(Problem a)
In the accounting policy notes below, condense the paragraph that begins "Subscription revenue from revenue sharing" into a short bulleted list that keeps its main facts.

(Document passage)
Amounts billed to customers related to shipping and handling are classified as shipping revenue. The Company has elected to recognize the cost for freight and shipping when control over vehicles has transferred to the customer as an operating expense.

 

Subscription revenue

 

Subscription revenue from revenue sharing with Destination Fleet Operators (“DFO’s”) and other vehicle rental agreements is recorded in the month the vehicles in the Company’s fleet is rented. The Company established its rental fleet in late March 2019. For the rental fleet, the Company retains title and ownership to the vehicles and places them in DFO’s in resort communities that typically rent golf cars for use in those communities.

 

Services and other revenue

 

Services and other revenue consist of non-warranty after-sales vehicle services. Revenue is typically recognized at a point in time when services and replacement parts are provided.

 

Stock-Based Compensation

 

The Company accounts for stock-based compensation in accordance with ASC 718, Compensation-Stock Compensation (“ASC 718”). Under the fair value recognition provisions, stock-based compensation cost is measured at the grant date based on the fair value of the award and is recognized as compensation expense on a straight-line basis over the requisite service period, based on the terms of the awards. The Company calculates the fair value of option grants utilizing the Black-Scholes pricing model and estimates the fair value of the stock based upon the estimated fair value of the common stock.

 

In June 2018, the FASB issued ASU 2018-07, Compensation - Stock Compensation (Topic 718): Improvements to Nonemployee Share-Based Payment Accounting (“ASU 2018-07”). ASU 2018-07 expands the guidance in ASC 718 to include share-based payments for goods and services to non-employees and generally aligns it with the guidance for share-based payments to employees. In accordance with ASU 2018-07, these stock options and warrants issued as compensation for services provided to the Company are accounted for based upon the fair value of the underlying equity instrument. The fair value of the equity instrument is charged directly to compensation expense and additional-paid-in capital over the period during which services are rendered.

 

Basic and Diluted Loss per Share

 

Basic and diluted net loss per share is determined by dividing net loss by the weighted average ordinary shares outstanding during the period. For all periods presented with a net loss, the shares underlying the ordinary share options and warrants have been excluded from the calculation because their effect would be anti-dilutive. Therefore, the weighted-average shares outstanding used to calculate both basic and diluted loss per share are the same for periods with a net loss. “Penny warrants” were included from calculation of outstanding shares for purposes of basic earnings per share.

 

Use of Accounting Estimates

 

The preparation of the unaudited condensed consolidated financial statements, in conformity with GAAP, requires management to make estimates and assumptions that affect the reported amounts of assets and liabilities, the disclosure of contingent assets and liabilities at the date of the unaudited condensed consolidated financial statements, and the reported amounts of revenue and expenses during the reporting period. The Company’s most significant estimates include allowance for doubtful accounts, valuation of inventory reserve, valuation of deferred tax asset allowance, and the measurement of stock-based compensation expenses. Actual results could differ from these estimates.

(Problem b)
Find every line in the entries below that contains the word "Please", and copy each one. Case counts.

(Data supplied)
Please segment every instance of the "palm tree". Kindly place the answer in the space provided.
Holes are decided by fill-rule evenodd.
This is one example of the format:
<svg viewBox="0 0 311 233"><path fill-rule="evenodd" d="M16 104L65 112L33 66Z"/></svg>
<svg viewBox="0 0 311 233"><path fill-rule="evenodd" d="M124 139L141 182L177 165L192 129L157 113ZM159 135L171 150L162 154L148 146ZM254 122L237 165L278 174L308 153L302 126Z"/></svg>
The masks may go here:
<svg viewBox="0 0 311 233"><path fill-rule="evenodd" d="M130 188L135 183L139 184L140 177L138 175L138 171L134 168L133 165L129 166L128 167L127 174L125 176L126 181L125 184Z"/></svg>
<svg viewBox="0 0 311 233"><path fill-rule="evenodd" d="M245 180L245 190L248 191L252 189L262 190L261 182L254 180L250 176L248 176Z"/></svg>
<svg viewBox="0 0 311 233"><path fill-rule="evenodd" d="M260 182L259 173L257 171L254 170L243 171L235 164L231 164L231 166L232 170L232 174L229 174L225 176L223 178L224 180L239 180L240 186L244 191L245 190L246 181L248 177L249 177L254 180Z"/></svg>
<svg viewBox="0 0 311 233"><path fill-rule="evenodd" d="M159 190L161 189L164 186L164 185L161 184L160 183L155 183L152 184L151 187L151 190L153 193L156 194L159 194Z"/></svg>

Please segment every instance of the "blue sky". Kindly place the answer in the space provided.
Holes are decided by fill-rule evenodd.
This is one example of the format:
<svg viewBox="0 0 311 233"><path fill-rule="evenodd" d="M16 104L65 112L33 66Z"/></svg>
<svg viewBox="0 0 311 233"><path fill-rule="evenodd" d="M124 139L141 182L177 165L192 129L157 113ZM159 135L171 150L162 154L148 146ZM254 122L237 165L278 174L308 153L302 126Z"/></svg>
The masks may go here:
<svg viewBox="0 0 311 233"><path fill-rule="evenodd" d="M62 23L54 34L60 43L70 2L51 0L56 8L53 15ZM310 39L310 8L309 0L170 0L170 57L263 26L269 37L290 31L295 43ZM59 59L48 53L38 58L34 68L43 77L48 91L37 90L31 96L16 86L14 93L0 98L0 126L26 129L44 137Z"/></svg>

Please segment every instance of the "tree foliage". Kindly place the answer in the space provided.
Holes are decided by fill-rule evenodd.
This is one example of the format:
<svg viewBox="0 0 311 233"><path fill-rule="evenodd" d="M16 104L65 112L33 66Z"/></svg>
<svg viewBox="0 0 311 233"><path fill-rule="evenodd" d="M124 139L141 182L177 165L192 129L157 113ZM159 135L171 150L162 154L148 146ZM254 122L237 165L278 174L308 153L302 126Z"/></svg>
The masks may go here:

(Reply a)
- Subscription revenue comes from revenue sharing with Destination Fleet Operators (DFOs) and other vehicle rental agreements.
- It is recorded in the month the Company's fleet vehicles are rented.
- The rental fleet was established in late March 2019.
- The Company keeps title and ownership of the vehicles.
- It places them with DFOs in resort communities that typically rent golf cars for local use.

(Reply b)
Please segment every instance of the "palm tree". Kindly place the answer in the space provided.
Please segment every instance of the "blue sky". Kindly place the answer in the space provided.
Please segment every instance of the "tree foliage". Kindly place the answer in the space provided.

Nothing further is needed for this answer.